» Prompt
Copy out the records below, swapping "bounding box" for "bounding rectangle" wherever it occurs and changing nothing else. Leave the pictures out of your copy.

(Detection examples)
^^^^

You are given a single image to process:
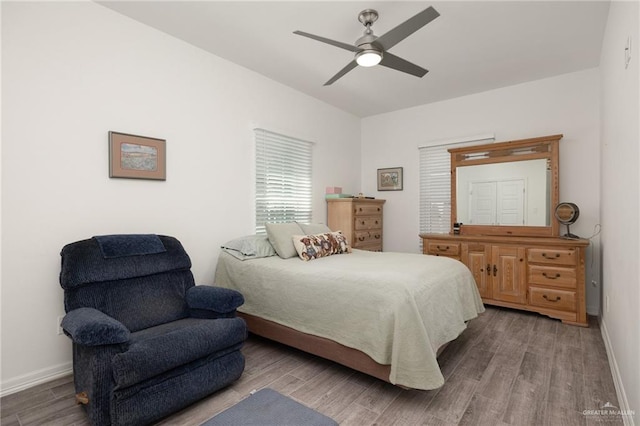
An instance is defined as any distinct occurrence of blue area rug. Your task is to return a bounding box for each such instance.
[202,388,338,426]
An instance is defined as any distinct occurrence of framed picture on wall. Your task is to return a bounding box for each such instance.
[378,167,402,191]
[109,132,167,180]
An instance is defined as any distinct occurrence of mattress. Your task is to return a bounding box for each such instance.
[215,250,484,389]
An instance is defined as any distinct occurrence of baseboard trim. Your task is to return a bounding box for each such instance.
[0,362,73,397]
[600,319,635,426]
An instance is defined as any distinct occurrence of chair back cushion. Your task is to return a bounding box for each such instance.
[60,235,195,332]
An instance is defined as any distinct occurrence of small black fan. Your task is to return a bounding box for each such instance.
[555,203,580,239]
[293,6,440,86]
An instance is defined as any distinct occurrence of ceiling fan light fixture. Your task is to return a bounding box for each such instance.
[356,49,382,67]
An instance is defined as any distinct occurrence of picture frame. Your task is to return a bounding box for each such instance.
[378,167,402,191]
[109,131,167,180]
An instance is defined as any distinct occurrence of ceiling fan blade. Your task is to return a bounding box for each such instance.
[376,6,440,50]
[324,59,358,86]
[293,31,362,52]
[380,52,429,77]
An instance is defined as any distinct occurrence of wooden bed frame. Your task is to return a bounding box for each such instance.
[238,312,448,389]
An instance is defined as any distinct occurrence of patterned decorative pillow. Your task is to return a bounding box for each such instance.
[292,232,351,260]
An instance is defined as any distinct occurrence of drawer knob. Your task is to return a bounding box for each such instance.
[542,253,560,260]
[542,294,561,302]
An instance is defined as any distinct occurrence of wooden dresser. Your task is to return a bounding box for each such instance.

^^^^

» Worked answer
You are given a single image to process:
An instance is defined as any distinct occurrence of blue area rug. Your task is to return a bounding rectangle for each such instance.
[202,388,338,426]
An instance is defined as any distinct occurrence of framed picture on wall. Your task is to return a bounding rectangle for each such instance.
[378,167,402,191]
[109,132,167,180]
An instance is defined as any distinct occurrence of mattress. Your task is to return a bounding rectangle for each such instance.
[215,250,484,389]
An instance is defined as any distinct occurrence of baseboard trim. Your task is to return a bounding rectangle for each such instance.
[0,362,73,397]
[600,319,635,426]
An instance is defined as any distinct occurrence of chair back cushion. Your task is to return a bounding rectangle for each such instance.
[60,235,195,332]
An instance is defined as any distinct occurrence of small black fan. Your task is to return a bounding rectangle for each such instance.
[555,203,580,239]
[293,6,440,86]
An instance is defined as any distinct occurrence of ceiling fan light fixture. Your task is to return a bounding rectangle for each such instance.
[356,49,382,67]
An instance is defined as any distinct occurrence of picture frame. Your task is to return a bounding rectangle for each such instance.
[378,167,402,191]
[109,131,167,180]
An instance is defined as any distinct occurrence of ceiling fan blade. Your task is to return a bounding rectangle for each such instance.
[376,6,440,50]
[324,59,358,86]
[293,31,362,52]
[380,52,429,77]
An instance is defined as any distinct occurrence of wooden bed frame. Your task is to return a bounding rectangle for each such instance.
[238,312,448,389]
An instance is defined as any distinct occurrence of patterned decorative pillow. Your task is to return a bounding rectangle for each such instance.
[292,232,351,260]
An instance is defined as any distinct occurrence of drawer knob. Your task is to return a bounding rectangle for each such instance.
[542,253,560,260]
[542,294,561,302]
An instance is defined as any distinct occurrence of wooden dresser. Your task is to return a bounding rectangle for each such instance.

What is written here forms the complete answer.